__YOUR OBJECTIVE__:
Rewrite the records below, changing "per instance" to "for each instance" wherever it occurs and keeping everything else the same.

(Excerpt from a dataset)
········
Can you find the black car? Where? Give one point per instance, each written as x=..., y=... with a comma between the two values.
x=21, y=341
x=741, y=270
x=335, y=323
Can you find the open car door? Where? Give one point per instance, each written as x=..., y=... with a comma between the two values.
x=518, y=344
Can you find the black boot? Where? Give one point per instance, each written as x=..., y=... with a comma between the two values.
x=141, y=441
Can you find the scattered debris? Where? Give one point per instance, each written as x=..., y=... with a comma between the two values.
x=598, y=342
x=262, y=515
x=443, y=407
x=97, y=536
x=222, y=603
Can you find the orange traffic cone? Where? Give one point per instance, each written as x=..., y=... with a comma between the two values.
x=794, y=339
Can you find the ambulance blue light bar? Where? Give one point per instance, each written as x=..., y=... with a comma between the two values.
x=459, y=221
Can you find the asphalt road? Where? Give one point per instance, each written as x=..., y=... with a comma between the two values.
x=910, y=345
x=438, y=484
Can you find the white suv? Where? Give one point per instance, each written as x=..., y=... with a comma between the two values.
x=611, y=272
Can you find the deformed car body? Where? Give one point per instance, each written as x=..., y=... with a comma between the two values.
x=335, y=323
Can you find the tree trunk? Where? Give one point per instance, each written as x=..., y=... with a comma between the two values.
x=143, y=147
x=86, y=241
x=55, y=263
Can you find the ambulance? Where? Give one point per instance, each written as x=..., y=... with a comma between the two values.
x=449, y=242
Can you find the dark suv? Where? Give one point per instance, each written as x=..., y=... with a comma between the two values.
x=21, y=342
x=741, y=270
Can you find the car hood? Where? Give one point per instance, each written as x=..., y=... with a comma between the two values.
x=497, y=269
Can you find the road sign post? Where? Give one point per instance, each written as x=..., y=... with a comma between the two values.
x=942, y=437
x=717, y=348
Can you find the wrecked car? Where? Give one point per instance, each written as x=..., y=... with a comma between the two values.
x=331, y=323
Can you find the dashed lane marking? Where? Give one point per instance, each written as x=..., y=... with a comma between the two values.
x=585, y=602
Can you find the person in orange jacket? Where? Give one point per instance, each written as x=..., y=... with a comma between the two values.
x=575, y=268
········
__ANSWER__:
Can you find the black car? Where? Give one point for each instance, each written as x=..., y=... with a comma between the two values.
x=21, y=341
x=741, y=270
x=335, y=323
Can you find the open car door? Where? Give one point for each instance, each written as x=..., y=... with a comma between the two values.
x=518, y=344
Can you find the black boot? Where? Give one point for each instance, each written as x=..., y=... with a comma between the two values.
x=141, y=441
Can you find the scattered debris? Where? Give one point for each instance, each written as x=..., y=... with a comma between the two values.
x=598, y=342
x=262, y=515
x=443, y=407
x=97, y=536
x=222, y=603
Can you find the orange traffic cone? Where? Give one point for each instance, each written as x=..., y=... with a comma between the two values.
x=794, y=339
Can you find the ambulance blue light bar? Where? Give one point for each instance, each written as x=..., y=... with a comma between the two values.
x=459, y=221
Can you find the asphalt road? Where? Give one point for each instance, each written as x=..., y=... with a comma between the two values.
x=910, y=345
x=438, y=484
Can you find the white suv? Where? Give one point for each instance, each written as x=..., y=... with a comma between the two values.
x=611, y=272
Can you find the deformed car body? Where? Give one point for each instance, each written as x=..., y=... with a comma between the two values.
x=335, y=323
Can you find the tree trunk? Where? Give one point for each instance, each written as x=..., y=... with a comma between the two values.
x=143, y=147
x=86, y=241
x=55, y=263
Can you find the ambulance? Where? Give one point for each instance, each written as x=..., y=... with a comma between the two values.
x=449, y=242
Can you find the dark suv? Where? Give one point for each instance, each written as x=..., y=... with a comma between the two values.
x=21, y=342
x=741, y=270
Can you find the car hood? Where? Give one point for each instance, each written as x=..., y=... with a comma between the two values.
x=497, y=269
Can you find the road sign post? Where? Give one point for each instance, each written as x=..., y=... with a comma between the two values.
x=942, y=437
x=717, y=348
Can you find the wrecked car? Where? Give one point for each instance, each written as x=..., y=... with a comma between the two values.
x=331, y=323
Can you find the dashed lane marking? Where? Give one point for each instance, each written as x=..., y=... with a comma between the two values.
x=585, y=602
Can you find the person in orange jacket? Where? Give one point for each instance, each written as x=..., y=... with a comma between the two values.
x=575, y=268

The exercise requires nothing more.